## DOCUMENT PASSAGE
Scientific classification
- Kingdom: Animalia
- Phylum: Chordata
- Class: Mammalia
- Infraclass: Placentalia
- Order: Chiroptera
- Suborder: Microchiroptera Dobson, 1875
- Superfamilies: Emballonuroidea; Rhinopomatoidea; Rhinolophoidea; Vespertilionoidea; Molossoidea; Nataloidea; Noctilionoidea;

= Microbat =

Suborder of bats

Microbats constitute the suborder Microchiroptera within the order Chiroptera (bats). Bats have long been differentiated into Megachiroptera (megabats) and Microchiroptera, based on their size, the use of echolocation by the Microchiroptera and other features; molecular evidence suggests a somewhat different subdivision, as the microbats have been shown to be a paraphyletic group.

==Characteristics==
Microbats are 4 to 16 cm long. Most microbats feed on insects, but some of the larger species hunt birds, lizards, frogs, smaller bats or even fish. Only three species of microbat feed on the blood of large mammals or birds ("vampire bats"); these bats live in South and Central America.

Images for object localization:
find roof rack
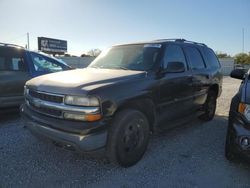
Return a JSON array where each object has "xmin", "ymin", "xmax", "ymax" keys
[
  {"xmin": 155, "ymin": 38, "xmax": 207, "ymax": 46},
  {"xmin": 0, "ymin": 42, "xmax": 24, "ymax": 48}
]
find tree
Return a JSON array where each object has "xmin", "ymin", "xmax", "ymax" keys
[{"xmin": 235, "ymin": 53, "xmax": 250, "ymax": 64}]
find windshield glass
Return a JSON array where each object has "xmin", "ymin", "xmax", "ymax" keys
[
  {"xmin": 89, "ymin": 44, "xmax": 161, "ymax": 71},
  {"xmin": 31, "ymin": 52, "xmax": 63, "ymax": 73}
]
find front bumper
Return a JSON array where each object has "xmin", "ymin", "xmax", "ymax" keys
[{"xmin": 21, "ymin": 105, "xmax": 107, "ymax": 152}]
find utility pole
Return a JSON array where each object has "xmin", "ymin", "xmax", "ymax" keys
[
  {"xmin": 27, "ymin": 32, "xmax": 30, "ymax": 50},
  {"xmin": 242, "ymin": 28, "xmax": 245, "ymax": 53}
]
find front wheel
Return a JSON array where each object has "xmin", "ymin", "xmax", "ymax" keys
[
  {"xmin": 107, "ymin": 109, "xmax": 150, "ymax": 167},
  {"xmin": 200, "ymin": 91, "xmax": 217, "ymax": 121}
]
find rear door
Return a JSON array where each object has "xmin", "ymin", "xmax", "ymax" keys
[
  {"xmin": 159, "ymin": 44, "xmax": 194, "ymax": 126},
  {"xmin": 184, "ymin": 46, "xmax": 212, "ymax": 108},
  {"xmin": 0, "ymin": 47, "xmax": 30, "ymax": 106}
]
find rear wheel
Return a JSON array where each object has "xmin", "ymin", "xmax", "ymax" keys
[
  {"xmin": 200, "ymin": 91, "xmax": 217, "ymax": 121},
  {"xmin": 107, "ymin": 109, "xmax": 150, "ymax": 167}
]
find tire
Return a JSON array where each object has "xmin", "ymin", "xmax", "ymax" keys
[
  {"xmin": 200, "ymin": 91, "xmax": 217, "ymax": 121},
  {"xmin": 225, "ymin": 130, "xmax": 237, "ymax": 161},
  {"xmin": 107, "ymin": 109, "xmax": 150, "ymax": 167}
]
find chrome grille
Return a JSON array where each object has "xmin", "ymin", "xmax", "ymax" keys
[
  {"xmin": 29, "ymin": 90, "xmax": 63, "ymax": 103},
  {"xmin": 26, "ymin": 90, "xmax": 64, "ymax": 118}
]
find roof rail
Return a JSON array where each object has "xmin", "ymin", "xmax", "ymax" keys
[
  {"xmin": 155, "ymin": 38, "xmax": 207, "ymax": 46},
  {"xmin": 0, "ymin": 42, "xmax": 24, "ymax": 48}
]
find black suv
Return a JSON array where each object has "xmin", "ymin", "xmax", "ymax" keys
[
  {"xmin": 225, "ymin": 69, "xmax": 250, "ymax": 160},
  {"xmin": 21, "ymin": 39, "xmax": 222, "ymax": 166},
  {"xmin": 0, "ymin": 43, "xmax": 70, "ymax": 108}
]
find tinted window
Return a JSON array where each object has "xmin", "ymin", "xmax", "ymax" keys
[
  {"xmin": 185, "ymin": 47, "xmax": 205, "ymax": 69},
  {"xmin": 0, "ymin": 49, "xmax": 27, "ymax": 71},
  {"xmin": 31, "ymin": 53, "xmax": 63, "ymax": 72},
  {"xmin": 205, "ymin": 48, "xmax": 220, "ymax": 68},
  {"xmin": 164, "ymin": 45, "xmax": 186, "ymax": 68}
]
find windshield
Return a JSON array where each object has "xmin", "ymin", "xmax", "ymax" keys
[
  {"xmin": 31, "ymin": 52, "xmax": 63, "ymax": 73},
  {"xmin": 89, "ymin": 44, "xmax": 161, "ymax": 71}
]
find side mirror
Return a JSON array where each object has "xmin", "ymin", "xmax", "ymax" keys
[
  {"xmin": 164, "ymin": 62, "xmax": 186, "ymax": 73},
  {"xmin": 230, "ymin": 69, "xmax": 245, "ymax": 80}
]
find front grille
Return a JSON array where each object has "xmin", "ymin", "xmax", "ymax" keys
[
  {"xmin": 29, "ymin": 102, "xmax": 62, "ymax": 117},
  {"xmin": 26, "ymin": 90, "xmax": 63, "ymax": 118},
  {"xmin": 29, "ymin": 90, "xmax": 63, "ymax": 103}
]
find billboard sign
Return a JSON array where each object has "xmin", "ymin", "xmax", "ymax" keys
[{"xmin": 38, "ymin": 37, "xmax": 67, "ymax": 54}]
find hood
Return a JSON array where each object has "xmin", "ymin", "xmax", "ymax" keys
[{"xmin": 26, "ymin": 68, "xmax": 146, "ymax": 94}]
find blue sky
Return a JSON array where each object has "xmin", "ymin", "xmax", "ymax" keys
[{"xmin": 0, "ymin": 0, "xmax": 250, "ymax": 55}]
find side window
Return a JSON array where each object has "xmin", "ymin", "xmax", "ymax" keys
[
  {"xmin": 185, "ymin": 47, "xmax": 205, "ymax": 69},
  {"xmin": 164, "ymin": 44, "xmax": 186, "ymax": 68},
  {"xmin": 0, "ymin": 50, "xmax": 28, "ymax": 72},
  {"xmin": 205, "ymin": 48, "xmax": 220, "ymax": 68},
  {"xmin": 31, "ymin": 53, "xmax": 63, "ymax": 72}
]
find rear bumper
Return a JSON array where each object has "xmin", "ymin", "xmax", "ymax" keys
[
  {"xmin": 21, "ymin": 106, "xmax": 107, "ymax": 152},
  {"xmin": 229, "ymin": 114, "xmax": 250, "ymax": 159}
]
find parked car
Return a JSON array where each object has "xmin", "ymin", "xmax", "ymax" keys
[
  {"xmin": 0, "ymin": 43, "xmax": 71, "ymax": 109},
  {"xmin": 21, "ymin": 39, "xmax": 222, "ymax": 167},
  {"xmin": 225, "ymin": 69, "xmax": 250, "ymax": 160}
]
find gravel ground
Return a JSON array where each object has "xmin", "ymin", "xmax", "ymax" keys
[{"xmin": 0, "ymin": 77, "xmax": 250, "ymax": 188}]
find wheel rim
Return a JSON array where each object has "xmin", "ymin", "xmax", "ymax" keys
[{"xmin": 122, "ymin": 120, "xmax": 144, "ymax": 153}]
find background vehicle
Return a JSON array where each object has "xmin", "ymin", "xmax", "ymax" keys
[
  {"xmin": 225, "ymin": 69, "xmax": 250, "ymax": 160},
  {"xmin": 21, "ymin": 39, "xmax": 222, "ymax": 166},
  {"xmin": 0, "ymin": 43, "xmax": 71, "ymax": 108}
]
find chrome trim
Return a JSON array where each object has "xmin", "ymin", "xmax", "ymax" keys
[
  {"xmin": 28, "ymin": 97, "xmax": 100, "ymax": 114},
  {"xmin": 26, "ymin": 100, "xmax": 63, "ymax": 119},
  {"xmin": 32, "ymin": 90, "xmax": 64, "ymax": 97}
]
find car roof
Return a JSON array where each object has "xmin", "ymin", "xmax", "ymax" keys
[{"xmin": 113, "ymin": 38, "xmax": 207, "ymax": 47}]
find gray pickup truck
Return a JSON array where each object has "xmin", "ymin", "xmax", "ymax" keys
[{"xmin": 0, "ymin": 43, "xmax": 71, "ymax": 111}]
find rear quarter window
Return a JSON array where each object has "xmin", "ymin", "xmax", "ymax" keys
[
  {"xmin": 204, "ymin": 48, "xmax": 221, "ymax": 68},
  {"xmin": 184, "ymin": 46, "xmax": 206, "ymax": 70}
]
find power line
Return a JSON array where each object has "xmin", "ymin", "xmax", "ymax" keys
[{"xmin": 3, "ymin": 33, "xmax": 27, "ymax": 43}]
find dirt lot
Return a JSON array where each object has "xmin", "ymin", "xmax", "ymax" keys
[{"xmin": 0, "ymin": 77, "xmax": 250, "ymax": 188}]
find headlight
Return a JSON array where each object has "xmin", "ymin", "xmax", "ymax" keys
[
  {"xmin": 238, "ymin": 103, "xmax": 250, "ymax": 121},
  {"xmin": 64, "ymin": 95, "xmax": 99, "ymax": 106}
]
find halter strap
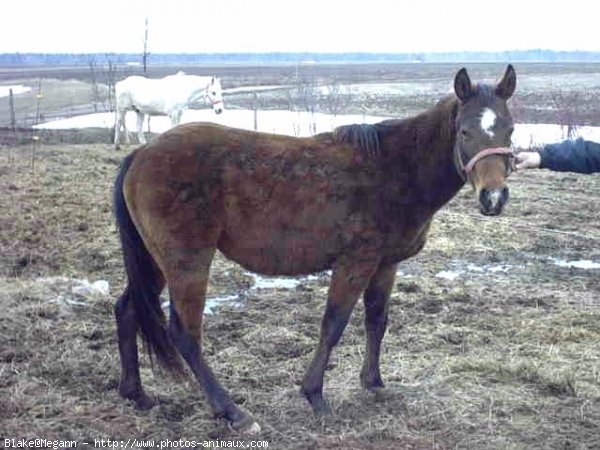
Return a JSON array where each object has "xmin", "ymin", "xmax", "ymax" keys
[{"xmin": 456, "ymin": 147, "xmax": 515, "ymax": 178}]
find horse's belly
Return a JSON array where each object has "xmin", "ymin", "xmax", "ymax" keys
[{"xmin": 218, "ymin": 229, "xmax": 336, "ymax": 275}]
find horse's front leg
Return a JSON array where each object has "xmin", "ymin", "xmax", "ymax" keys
[
  {"xmin": 301, "ymin": 255, "xmax": 379, "ymax": 414},
  {"xmin": 360, "ymin": 264, "xmax": 398, "ymax": 394},
  {"xmin": 137, "ymin": 112, "xmax": 146, "ymax": 144}
]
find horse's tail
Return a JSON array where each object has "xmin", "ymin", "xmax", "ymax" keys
[{"xmin": 114, "ymin": 152, "xmax": 183, "ymax": 373}]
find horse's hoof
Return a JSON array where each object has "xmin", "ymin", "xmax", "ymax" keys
[{"xmin": 311, "ymin": 400, "xmax": 333, "ymax": 417}]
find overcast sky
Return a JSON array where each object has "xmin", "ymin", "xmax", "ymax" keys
[{"xmin": 0, "ymin": 0, "xmax": 600, "ymax": 53}]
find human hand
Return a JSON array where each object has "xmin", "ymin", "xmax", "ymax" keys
[{"xmin": 515, "ymin": 152, "xmax": 542, "ymax": 170}]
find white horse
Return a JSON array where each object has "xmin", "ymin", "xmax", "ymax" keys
[{"xmin": 115, "ymin": 72, "xmax": 224, "ymax": 148}]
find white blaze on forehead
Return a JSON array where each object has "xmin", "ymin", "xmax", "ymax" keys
[{"xmin": 481, "ymin": 108, "xmax": 496, "ymax": 136}]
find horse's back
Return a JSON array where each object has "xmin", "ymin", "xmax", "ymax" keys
[{"xmin": 126, "ymin": 123, "xmax": 373, "ymax": 274}]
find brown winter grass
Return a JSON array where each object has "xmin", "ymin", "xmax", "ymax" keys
[{"xmin": 0, "ymin": 145, "xmax": 600, "ymax": 449}]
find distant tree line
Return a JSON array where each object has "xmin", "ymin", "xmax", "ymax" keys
[{"xmin": 0, "ymin": 49, "xmax": 600, "ymax": 65}]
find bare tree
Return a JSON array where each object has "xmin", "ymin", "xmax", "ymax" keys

## WHAT YOU SHOULD DO
Proceed with the microbat passage, continuing after its last sentence.

## OUTPUT OF THE TASK
Although most "Leaf-nose" microbats are fruit and nectar-eating, the name “leaf-nosed” isn't a designation meant to indicate the preferred diet among said variety. Three species follow the bloom of columnar cacti in northwest Mexico and the Southwest United States northward in the northern spring and then the blooming agaves southward in the northern fall (autumn). Other leaf-nosed bats, such as Vampyrum spectrum of South America, hunt a variety of prey such as lizards and birds. The horseshoe bats of Europe, as well as California leaf-nosed bats, have a very intricate leaf-nose for echolocation, and feed primarily on insects.

=== Differences from megabats ===
- Microbats use echolocation, whereas megabats do not typically. (The Egyptian fruit bat Rousettus egyptiacus is an exception, but does not use the larynx echolocation method of microbats, instead giving scientists the theory that it clicks using its nasal passages and back of its tongue.)
- Microbats lack the claw at the second finger of the forelimb. This finger appears thinner and almost bonded by tissue with the third finger for extra support during flight.
- Megabats lack tails, with the exception of a few genera such as Nyctimene, whereas this trait only occurs in certain species of microbats.
- The ears of microbats possess a tragus (thought to be crucial in echolocation) and are relatively larger than megabat ears, whereas megabat ears are comparatively small and lack a tragus.
- Megabat eyes are quite large, whereas microbat eyes are comparatively smaller.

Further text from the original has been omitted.